## INFORMATION:
>>

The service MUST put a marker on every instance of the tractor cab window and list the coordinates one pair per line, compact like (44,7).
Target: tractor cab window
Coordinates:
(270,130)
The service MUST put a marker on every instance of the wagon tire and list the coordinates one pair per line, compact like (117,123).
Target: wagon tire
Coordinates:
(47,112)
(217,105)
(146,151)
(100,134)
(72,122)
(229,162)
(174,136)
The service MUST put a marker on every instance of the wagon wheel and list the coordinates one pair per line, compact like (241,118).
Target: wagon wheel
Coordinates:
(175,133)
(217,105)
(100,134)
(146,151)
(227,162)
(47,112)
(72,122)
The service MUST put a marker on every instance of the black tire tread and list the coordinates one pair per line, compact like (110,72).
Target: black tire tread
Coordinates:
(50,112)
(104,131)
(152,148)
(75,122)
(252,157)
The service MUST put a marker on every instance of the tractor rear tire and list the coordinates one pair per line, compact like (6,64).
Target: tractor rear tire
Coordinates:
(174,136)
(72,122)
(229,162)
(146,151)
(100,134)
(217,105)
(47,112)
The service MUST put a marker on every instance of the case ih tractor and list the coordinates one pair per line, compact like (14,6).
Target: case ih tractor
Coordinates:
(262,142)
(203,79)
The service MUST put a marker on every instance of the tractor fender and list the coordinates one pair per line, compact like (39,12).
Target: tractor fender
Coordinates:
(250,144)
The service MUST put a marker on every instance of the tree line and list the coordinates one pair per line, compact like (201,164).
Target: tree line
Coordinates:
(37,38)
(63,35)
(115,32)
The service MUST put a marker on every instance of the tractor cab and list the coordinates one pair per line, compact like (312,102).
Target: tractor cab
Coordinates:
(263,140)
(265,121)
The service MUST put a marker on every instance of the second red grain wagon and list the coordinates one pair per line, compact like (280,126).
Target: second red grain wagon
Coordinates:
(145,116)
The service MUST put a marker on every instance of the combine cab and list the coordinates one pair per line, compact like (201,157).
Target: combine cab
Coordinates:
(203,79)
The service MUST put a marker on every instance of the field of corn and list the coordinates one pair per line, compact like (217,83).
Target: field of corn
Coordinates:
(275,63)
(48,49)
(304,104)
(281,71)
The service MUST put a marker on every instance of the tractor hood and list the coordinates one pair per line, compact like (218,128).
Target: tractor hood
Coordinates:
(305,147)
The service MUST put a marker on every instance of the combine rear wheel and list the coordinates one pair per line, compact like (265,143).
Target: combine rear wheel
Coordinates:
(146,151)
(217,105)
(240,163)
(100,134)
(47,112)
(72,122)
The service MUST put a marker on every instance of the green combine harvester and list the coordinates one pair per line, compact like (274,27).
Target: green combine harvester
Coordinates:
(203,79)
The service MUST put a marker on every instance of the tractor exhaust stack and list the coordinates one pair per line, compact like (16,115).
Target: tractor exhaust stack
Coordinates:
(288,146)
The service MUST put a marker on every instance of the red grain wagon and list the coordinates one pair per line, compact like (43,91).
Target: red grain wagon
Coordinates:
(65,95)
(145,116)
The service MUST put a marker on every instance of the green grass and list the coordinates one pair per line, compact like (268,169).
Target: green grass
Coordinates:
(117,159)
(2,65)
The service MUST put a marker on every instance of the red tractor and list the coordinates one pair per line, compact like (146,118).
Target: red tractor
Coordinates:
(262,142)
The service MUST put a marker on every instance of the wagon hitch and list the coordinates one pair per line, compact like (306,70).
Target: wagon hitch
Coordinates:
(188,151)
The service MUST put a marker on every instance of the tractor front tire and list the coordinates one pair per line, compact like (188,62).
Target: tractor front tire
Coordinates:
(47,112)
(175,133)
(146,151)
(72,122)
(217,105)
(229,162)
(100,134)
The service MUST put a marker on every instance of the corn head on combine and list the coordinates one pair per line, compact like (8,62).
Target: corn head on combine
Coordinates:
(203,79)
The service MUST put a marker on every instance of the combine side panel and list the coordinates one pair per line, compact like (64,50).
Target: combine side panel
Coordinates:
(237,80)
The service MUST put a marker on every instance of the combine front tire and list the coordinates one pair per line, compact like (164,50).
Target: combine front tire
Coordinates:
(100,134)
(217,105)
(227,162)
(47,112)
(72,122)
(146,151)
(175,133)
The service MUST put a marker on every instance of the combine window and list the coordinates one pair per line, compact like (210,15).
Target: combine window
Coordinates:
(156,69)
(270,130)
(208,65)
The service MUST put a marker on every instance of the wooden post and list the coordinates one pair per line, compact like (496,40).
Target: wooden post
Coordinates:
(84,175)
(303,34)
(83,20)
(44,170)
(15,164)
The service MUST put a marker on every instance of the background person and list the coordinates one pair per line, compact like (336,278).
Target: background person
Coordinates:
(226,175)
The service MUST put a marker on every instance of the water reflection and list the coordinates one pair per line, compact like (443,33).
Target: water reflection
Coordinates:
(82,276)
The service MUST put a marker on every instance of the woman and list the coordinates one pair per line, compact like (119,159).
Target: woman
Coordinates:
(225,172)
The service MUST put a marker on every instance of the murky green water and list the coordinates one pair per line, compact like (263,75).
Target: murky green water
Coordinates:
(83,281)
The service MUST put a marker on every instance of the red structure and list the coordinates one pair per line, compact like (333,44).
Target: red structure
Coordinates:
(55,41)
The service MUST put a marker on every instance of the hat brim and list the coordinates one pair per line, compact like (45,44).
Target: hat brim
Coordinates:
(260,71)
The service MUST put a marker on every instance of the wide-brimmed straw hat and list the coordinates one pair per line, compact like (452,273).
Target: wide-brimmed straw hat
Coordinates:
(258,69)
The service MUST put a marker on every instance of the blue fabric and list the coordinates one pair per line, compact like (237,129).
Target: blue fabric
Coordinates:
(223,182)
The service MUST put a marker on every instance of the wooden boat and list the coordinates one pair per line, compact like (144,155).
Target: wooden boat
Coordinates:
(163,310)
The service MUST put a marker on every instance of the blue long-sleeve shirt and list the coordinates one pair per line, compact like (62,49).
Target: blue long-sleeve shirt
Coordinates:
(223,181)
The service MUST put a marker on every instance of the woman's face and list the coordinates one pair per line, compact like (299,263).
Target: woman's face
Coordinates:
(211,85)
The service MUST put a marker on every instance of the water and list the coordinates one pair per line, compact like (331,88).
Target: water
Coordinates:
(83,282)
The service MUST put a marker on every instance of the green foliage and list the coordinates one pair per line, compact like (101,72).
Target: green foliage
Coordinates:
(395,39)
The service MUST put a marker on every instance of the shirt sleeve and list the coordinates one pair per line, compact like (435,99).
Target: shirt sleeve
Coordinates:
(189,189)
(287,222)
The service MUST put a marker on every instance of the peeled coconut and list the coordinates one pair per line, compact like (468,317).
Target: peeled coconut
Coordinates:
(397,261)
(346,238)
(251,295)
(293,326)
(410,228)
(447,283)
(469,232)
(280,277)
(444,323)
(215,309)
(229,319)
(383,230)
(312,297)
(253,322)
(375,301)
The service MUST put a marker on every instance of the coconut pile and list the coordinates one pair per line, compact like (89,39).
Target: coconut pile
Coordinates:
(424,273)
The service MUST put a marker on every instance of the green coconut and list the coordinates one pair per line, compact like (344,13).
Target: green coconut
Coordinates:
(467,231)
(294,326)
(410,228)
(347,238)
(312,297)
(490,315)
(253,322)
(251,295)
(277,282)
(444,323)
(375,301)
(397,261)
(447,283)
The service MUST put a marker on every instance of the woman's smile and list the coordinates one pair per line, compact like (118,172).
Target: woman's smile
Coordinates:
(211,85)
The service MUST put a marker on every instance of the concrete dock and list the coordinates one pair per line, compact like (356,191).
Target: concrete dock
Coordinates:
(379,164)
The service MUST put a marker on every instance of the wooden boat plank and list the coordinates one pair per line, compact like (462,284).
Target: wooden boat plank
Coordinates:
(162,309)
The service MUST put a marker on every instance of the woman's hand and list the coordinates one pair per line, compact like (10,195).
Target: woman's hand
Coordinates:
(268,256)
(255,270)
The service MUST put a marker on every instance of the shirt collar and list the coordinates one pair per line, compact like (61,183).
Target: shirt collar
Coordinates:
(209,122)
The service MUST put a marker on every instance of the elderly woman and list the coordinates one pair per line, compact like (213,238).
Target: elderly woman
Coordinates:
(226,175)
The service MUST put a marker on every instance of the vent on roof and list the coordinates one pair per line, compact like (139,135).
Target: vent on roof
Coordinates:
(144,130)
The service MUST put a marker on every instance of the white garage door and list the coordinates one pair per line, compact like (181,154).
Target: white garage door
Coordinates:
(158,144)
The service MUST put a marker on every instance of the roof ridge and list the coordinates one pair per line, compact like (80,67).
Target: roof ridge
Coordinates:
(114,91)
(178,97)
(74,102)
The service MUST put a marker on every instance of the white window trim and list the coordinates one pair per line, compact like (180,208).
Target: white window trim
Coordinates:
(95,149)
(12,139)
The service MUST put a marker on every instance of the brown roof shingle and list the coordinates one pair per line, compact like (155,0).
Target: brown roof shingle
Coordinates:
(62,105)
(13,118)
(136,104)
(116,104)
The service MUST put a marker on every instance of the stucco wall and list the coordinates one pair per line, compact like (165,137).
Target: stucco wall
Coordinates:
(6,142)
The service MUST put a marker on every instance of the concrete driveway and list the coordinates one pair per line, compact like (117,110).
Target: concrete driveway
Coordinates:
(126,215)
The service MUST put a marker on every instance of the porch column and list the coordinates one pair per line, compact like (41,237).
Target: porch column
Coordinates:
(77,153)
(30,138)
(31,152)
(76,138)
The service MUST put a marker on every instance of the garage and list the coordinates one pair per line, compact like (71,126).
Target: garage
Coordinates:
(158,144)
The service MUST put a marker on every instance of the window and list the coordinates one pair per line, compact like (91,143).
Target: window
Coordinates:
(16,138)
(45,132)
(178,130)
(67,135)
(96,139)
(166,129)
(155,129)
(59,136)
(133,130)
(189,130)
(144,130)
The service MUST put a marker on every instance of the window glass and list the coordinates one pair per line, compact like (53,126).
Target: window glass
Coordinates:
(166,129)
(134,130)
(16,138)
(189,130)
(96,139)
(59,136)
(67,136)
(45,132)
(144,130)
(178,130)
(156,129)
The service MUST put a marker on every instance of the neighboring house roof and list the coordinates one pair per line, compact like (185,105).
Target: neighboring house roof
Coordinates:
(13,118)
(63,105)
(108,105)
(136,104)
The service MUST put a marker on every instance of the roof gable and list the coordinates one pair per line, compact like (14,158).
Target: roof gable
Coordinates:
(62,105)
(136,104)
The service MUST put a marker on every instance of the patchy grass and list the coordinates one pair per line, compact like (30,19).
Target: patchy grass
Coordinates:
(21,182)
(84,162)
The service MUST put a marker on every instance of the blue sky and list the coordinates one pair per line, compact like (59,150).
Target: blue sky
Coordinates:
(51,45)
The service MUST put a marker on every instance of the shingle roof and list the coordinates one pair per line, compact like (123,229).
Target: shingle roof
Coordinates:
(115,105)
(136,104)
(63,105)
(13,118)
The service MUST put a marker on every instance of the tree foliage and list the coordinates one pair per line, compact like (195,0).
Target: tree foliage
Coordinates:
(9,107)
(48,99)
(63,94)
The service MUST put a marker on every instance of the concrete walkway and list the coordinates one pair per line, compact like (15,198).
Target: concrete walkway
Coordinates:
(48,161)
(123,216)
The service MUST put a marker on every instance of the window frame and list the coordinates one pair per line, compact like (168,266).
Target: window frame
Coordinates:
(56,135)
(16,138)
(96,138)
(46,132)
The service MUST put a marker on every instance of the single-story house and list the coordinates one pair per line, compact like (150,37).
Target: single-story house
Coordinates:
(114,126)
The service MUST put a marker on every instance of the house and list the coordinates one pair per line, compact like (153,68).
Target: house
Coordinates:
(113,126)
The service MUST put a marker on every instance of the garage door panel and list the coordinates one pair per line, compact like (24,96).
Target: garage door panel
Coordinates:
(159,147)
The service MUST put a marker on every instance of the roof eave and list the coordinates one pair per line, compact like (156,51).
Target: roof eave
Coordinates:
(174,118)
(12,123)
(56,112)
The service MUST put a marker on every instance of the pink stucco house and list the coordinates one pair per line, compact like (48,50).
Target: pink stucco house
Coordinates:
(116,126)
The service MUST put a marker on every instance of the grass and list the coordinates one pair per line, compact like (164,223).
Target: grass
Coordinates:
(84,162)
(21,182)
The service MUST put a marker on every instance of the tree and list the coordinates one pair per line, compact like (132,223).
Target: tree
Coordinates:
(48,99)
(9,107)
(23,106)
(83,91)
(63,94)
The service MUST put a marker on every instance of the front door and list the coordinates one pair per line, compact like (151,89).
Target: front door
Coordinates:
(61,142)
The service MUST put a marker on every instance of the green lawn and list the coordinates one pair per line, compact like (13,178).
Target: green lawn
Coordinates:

<<

Tally every line above that has the word "door", and report the total with no other words.

## OUTPUT OF THE TASK:
6